*What is expected:* Write the next part of the news article about the Supreme Court ruling on safety for sewage workers, starting after its last sentence.

*Provided text:*

Safety hazard: SC comes to rescue of unorganised workers
The Delhi Jal Board, MCD, NDMC and other such agencies will have to ensure minimum safety and health standard for sewerage and other unorganised workers by giving them free medical treatment, thanks to a Supreme Court verdict.delhi Updated: Jul 14, 2011 23:19 IST
The Delhi Jal Board, MCD, NDMC and other such agencies will have to ensure minimum safety and health standard for sewerage and other unorganised workers by giving them free medical treatment, thanks to a Supreme Court verdict.
Families of workers employed by civic agencies such as the Delhi Jal Board and Municipal Corporation of Delhi will henceforth be entitled to immediate ex-gratia payment of Rs 1 lakh.
A bench of justices GS Singhvi and AK Ganguly has upheld the order of the Delhi high court in this regard. The bench rejected DJB’s petition, challenging the directions of the HC to provide headgears, oxygen mask and other apparatus to sewage workers, as scores had succumbed to poisonous fumes from manholes. Around 19 workers died in 2003, while 12 lost their lives in 2004.
Acting on a petition, filed by the National Campaign for Dignity and Rights of Sewerage and Allied Workers, seeking safety measures to sewage workers employed in hazardous occupation, the HC had also asked the board to deposit Rs 79,000 with the State Legal Aid Services Authority to compensate the family of Rajan, who died after inhaling gas in 2009.

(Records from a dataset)
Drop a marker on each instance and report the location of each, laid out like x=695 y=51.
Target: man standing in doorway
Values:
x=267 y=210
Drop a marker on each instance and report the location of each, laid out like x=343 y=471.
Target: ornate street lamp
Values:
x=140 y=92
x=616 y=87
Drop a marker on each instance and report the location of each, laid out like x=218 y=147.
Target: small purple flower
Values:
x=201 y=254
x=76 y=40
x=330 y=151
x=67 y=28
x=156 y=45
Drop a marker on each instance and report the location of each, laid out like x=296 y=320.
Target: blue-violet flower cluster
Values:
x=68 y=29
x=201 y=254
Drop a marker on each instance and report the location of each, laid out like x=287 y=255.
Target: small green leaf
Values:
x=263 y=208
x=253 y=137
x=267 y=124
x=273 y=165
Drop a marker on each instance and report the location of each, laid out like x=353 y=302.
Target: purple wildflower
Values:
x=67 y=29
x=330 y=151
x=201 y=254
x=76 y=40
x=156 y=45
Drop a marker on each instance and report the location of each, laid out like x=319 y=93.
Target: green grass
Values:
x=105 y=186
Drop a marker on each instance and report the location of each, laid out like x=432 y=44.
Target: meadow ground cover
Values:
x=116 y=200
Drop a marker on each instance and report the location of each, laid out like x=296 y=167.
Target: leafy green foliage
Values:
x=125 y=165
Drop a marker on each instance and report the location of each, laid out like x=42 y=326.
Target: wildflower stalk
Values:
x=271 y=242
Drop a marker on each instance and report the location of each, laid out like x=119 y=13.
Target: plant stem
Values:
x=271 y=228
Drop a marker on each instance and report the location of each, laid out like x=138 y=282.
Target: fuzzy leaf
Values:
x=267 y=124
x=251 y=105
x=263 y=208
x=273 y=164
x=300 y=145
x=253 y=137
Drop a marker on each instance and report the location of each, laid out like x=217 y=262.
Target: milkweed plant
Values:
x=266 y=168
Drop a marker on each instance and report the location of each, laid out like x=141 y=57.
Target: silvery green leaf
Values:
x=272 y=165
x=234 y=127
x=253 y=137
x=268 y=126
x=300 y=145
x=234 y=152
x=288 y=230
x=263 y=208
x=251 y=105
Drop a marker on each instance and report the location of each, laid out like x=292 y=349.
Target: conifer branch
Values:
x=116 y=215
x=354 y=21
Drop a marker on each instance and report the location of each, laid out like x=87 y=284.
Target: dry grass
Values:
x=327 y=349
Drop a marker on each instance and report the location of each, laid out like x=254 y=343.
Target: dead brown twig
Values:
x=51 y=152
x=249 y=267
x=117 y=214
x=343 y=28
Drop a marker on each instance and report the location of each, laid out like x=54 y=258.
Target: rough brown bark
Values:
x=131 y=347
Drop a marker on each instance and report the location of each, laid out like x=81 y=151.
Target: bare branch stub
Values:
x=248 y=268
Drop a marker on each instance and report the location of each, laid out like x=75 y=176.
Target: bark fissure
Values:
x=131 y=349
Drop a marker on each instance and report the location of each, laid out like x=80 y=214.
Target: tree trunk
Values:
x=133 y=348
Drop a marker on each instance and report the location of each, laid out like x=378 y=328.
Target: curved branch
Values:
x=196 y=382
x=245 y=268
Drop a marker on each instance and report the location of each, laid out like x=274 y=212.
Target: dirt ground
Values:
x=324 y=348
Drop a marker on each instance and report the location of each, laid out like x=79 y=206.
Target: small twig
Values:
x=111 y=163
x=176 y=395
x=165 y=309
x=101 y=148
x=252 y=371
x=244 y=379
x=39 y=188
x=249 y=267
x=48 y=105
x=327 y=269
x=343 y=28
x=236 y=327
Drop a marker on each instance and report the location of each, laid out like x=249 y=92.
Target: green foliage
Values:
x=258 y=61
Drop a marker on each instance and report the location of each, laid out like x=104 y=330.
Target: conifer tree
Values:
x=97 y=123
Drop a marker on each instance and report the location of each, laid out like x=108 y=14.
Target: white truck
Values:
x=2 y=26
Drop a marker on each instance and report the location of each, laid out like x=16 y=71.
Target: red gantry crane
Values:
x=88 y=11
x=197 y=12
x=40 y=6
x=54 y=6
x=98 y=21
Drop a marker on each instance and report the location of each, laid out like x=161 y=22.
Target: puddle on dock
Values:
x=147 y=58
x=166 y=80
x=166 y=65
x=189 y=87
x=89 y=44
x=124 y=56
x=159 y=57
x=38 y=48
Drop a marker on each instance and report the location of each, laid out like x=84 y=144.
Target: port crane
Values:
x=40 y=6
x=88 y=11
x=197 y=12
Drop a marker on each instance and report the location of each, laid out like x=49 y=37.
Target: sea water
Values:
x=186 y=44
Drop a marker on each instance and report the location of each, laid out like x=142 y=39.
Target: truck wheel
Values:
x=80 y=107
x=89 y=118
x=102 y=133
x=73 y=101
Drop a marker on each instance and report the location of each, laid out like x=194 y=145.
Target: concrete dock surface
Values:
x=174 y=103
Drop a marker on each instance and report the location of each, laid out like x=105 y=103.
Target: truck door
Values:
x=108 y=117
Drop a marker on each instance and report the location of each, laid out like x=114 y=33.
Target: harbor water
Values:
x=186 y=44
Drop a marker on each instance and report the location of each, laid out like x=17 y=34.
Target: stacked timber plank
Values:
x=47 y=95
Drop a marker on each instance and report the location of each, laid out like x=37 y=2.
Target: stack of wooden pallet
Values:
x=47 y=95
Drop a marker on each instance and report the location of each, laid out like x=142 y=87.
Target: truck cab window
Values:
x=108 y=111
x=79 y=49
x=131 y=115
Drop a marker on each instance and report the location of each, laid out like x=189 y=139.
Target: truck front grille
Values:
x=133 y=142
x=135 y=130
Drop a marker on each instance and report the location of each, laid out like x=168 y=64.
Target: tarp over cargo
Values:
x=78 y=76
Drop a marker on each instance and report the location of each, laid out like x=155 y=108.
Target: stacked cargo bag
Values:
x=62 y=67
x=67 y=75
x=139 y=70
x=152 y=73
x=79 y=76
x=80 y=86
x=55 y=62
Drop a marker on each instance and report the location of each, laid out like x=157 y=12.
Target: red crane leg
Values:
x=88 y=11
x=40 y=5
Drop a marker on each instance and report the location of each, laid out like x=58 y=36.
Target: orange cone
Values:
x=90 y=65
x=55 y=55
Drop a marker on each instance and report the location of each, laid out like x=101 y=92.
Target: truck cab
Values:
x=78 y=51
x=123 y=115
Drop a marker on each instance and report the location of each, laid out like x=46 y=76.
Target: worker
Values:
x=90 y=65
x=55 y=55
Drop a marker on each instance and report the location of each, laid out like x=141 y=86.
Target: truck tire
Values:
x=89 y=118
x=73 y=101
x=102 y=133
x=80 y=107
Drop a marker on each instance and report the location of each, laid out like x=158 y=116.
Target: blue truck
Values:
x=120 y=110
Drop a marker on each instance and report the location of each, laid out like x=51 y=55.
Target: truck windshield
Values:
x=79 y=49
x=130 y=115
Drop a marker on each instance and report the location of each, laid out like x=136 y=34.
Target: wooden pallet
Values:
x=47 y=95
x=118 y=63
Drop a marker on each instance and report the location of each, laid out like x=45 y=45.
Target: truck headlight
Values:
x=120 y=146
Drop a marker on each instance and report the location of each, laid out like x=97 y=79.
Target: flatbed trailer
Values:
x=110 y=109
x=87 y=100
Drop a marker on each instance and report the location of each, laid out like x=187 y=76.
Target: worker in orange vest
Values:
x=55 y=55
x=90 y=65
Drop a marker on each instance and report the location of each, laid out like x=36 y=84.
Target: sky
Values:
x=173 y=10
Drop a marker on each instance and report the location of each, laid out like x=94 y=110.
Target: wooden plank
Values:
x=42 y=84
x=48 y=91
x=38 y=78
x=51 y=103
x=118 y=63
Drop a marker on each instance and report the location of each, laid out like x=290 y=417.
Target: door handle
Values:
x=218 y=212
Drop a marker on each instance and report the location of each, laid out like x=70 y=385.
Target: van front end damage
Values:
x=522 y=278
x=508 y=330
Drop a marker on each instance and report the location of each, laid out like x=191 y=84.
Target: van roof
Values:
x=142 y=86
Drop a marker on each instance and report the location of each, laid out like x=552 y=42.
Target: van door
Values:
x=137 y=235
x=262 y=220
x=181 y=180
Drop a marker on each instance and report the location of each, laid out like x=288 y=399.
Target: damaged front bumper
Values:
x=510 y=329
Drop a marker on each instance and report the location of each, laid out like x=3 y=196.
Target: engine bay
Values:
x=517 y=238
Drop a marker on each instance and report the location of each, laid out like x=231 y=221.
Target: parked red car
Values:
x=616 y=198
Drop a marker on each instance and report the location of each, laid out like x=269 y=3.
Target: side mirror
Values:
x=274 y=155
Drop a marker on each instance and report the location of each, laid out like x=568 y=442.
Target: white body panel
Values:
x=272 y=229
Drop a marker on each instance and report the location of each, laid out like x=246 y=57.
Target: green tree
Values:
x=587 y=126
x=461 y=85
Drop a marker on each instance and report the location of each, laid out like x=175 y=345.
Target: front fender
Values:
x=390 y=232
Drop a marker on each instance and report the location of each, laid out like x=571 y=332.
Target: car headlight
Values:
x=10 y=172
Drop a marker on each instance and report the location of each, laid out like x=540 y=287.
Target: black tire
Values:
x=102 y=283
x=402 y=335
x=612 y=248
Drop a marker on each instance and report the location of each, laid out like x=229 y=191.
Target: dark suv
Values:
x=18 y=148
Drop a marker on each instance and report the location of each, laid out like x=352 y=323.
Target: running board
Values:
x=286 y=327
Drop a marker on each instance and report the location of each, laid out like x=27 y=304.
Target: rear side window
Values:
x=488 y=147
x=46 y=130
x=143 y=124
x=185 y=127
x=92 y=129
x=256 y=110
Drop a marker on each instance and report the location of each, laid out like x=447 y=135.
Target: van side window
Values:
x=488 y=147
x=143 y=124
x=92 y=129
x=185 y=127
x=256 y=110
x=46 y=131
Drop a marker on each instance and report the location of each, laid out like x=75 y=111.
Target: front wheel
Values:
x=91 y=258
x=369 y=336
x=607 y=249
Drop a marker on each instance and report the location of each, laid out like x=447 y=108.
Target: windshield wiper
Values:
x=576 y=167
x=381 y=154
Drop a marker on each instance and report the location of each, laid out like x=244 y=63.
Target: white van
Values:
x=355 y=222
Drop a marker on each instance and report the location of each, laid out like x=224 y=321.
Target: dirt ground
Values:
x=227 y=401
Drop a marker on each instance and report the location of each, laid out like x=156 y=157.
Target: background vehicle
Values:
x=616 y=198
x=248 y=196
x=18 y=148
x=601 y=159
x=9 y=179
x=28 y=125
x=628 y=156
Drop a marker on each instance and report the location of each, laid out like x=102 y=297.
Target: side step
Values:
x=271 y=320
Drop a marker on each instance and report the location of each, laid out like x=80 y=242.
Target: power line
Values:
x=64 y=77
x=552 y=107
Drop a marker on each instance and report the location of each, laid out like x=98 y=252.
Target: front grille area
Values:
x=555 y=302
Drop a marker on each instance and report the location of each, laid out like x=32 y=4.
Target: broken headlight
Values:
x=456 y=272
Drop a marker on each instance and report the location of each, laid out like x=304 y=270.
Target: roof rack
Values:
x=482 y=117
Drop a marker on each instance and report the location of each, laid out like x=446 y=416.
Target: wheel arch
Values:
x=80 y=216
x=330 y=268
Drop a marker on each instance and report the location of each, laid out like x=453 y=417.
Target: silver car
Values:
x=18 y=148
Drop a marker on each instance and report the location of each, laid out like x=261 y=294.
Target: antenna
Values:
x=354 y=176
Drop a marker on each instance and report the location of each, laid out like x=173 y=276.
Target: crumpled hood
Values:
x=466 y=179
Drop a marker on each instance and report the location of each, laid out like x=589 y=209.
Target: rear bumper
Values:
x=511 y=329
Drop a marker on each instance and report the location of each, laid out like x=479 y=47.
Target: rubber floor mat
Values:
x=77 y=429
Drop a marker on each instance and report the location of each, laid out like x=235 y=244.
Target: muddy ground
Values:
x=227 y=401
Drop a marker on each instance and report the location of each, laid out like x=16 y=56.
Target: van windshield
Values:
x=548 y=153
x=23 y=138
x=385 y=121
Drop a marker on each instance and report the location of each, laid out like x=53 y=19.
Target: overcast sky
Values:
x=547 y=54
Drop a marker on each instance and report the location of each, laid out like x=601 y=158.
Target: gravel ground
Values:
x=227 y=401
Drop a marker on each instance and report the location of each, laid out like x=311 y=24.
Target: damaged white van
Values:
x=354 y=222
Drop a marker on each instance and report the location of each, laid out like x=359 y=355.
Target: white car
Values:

*Answer to this exercise:*
“The (DJB) appeal is also illustrative of how the state apparatus is insensitive to the safety and well-being of those who are, on account of sheer poverty, compelled to work under unfavourable conditions,” the SC said.
The bench regretted that even those who are killed in police action get compensation in the form of ex-gratia announced by the political apparatus of the state.
“However, neither the law makers nor those who have been entrusted with the duty of implementing the laws enacted for welfare of the unorganised workers have put in place appropriate mechanism for protection of persons employed by or through contractors to whom services meant to benefit the public at large are outsourced by the state and/or its agencies/instrumentalities like the appellant for doing works, which are inherently hazardous and dangerous to life nor made provision for payment of reasonable compensation in the event of death,” the bench said.
“The state and its agencies/instrumentalities or the contractors engaged by them are under a constitutional obligation to ensure the safety of the persons who are asked to undertake hazardous jobs. The argument of choice and contractual freedom is not available to the appellant and the like for contesting the issues raised by respondent number 1,” the apex court said.